##### Dataset entries #####

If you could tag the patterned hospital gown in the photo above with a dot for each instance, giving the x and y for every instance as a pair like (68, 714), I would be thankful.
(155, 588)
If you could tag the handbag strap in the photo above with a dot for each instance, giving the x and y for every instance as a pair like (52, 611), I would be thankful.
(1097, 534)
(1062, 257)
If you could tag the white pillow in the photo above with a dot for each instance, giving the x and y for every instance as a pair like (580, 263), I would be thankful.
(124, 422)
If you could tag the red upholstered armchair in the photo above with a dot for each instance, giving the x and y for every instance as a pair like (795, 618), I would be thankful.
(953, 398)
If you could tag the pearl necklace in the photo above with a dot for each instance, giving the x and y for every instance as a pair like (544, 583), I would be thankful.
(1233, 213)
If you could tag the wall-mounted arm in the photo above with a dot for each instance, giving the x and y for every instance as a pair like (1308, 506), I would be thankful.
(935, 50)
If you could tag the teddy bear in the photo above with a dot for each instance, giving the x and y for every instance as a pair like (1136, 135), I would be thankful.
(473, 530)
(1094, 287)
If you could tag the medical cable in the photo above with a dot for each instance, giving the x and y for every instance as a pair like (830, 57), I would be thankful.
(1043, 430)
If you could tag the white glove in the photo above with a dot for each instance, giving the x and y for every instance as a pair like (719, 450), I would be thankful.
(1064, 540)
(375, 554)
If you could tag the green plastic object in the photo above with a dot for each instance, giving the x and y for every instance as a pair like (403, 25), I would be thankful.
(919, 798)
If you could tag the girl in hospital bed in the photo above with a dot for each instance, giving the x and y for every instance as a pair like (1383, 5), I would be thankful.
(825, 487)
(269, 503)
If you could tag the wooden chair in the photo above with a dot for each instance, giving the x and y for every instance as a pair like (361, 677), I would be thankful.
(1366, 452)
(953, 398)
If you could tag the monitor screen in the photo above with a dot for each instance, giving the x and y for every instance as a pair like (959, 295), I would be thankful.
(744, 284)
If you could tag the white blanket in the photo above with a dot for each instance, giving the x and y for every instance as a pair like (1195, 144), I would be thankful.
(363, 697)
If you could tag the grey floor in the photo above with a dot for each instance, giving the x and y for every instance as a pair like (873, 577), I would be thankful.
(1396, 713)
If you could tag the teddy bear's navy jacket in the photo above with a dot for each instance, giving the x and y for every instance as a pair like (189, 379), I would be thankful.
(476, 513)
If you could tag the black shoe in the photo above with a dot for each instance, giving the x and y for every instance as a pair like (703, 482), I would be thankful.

#####

Exercise aim: Print the records again in their entirety, character for character.

Exercise response:
If you could tag the patterned hospital gown in the photo above with a dot for each instance, giving the x and y for every instance as a pair like (68, 714), I would be thankful.
(155, 588)
If you could tag the handbag strap in the photo above with a dot for each instance, giving the x and y for every instance as a pair like (52, 611), I would be thankful.
(1097, 534)
(1062, 257)
If you could tag the white pillow in the photo above with a dot for each instance, giving the x and y for every instance as a pair like (580, 263), I would be thankful.
(124, 422)
If you could tag the red upholstered armchair in the photo above with a dot for each instance, giving the x and y for every instance as a pair like (795, 618), I would be thankful.
(953, 398)
If you could tag the pearl necklace in the photo above with a dot for each instance, giving the x and y for every instance as a pair like (544, 583), I would be thankful.
(1233, 213)
If you could tag the wall-mounted arm in the photo above with a dot for each instance, giving the x and y for every instance as a pair like (1308, 506), I would be thankful.
(935, 50)
If you could tag the teddy bear in the photo above with a dot for each instance, giving the x and y for every instance as a pair like (1136, 135), I would be thankful.
(473, 530)
(1094, 287)
If you could tag the medical cable in the photo above with a dot for each instance, giving the x and y for every instance as a pair like (830, 57), I would be thankful.
(1043, 430)
If you could tag the white glove in the photo above with a dot for each instance, giving the x and y for every instance as a pair like (719, 450), I would be thankful.
(1064, 540)
(375, 554)
If you could tag the green plastic object in the photo above with a dot for each instance, giving the x and y for every instance as a pair like (403, 25), I would be thankful.
(919, 798)
If you could tag the girl in hospital bed in the photo above with a dot for each instance, giving the x and y for every instance as a pair like (1383, 5), I would be thankful.
(825, 487)
(269, 503)
If you could tag the wooden chair in the photo above with a dot for each instance, giving the x and y for every instance as a pair like (361, 677), I would be thankful.
(1366, 452)
(953, 398)
If you could tag the monitor screen in the photo above with a dot for each instance, giving the x and y for every instance as a pair like (959, 295), I would be thankful.
(744, 284)
If you could tag the white blanket in the photo above with a dot for each instance, giving the x and y for every instance as a pair like (1195, 144), I would be thankful.
(363, 697)
If you could tag the grey floor in the photo above with a dot for each instance, giving the x and y for every instance as a pair like (873, 577), I would be thankful.
(1396, 713)
If you could tag the teddy bear's navy jacket in the photo above with a dot for each instance, giving the x and y for every instance as a pair like (189, 379), I would be thankful.
(476, 513)
If you could tag the black shoe in the photo above with a dot for each instance, giving the x and y for every instance as a pair like (703, 482), I would be thankful.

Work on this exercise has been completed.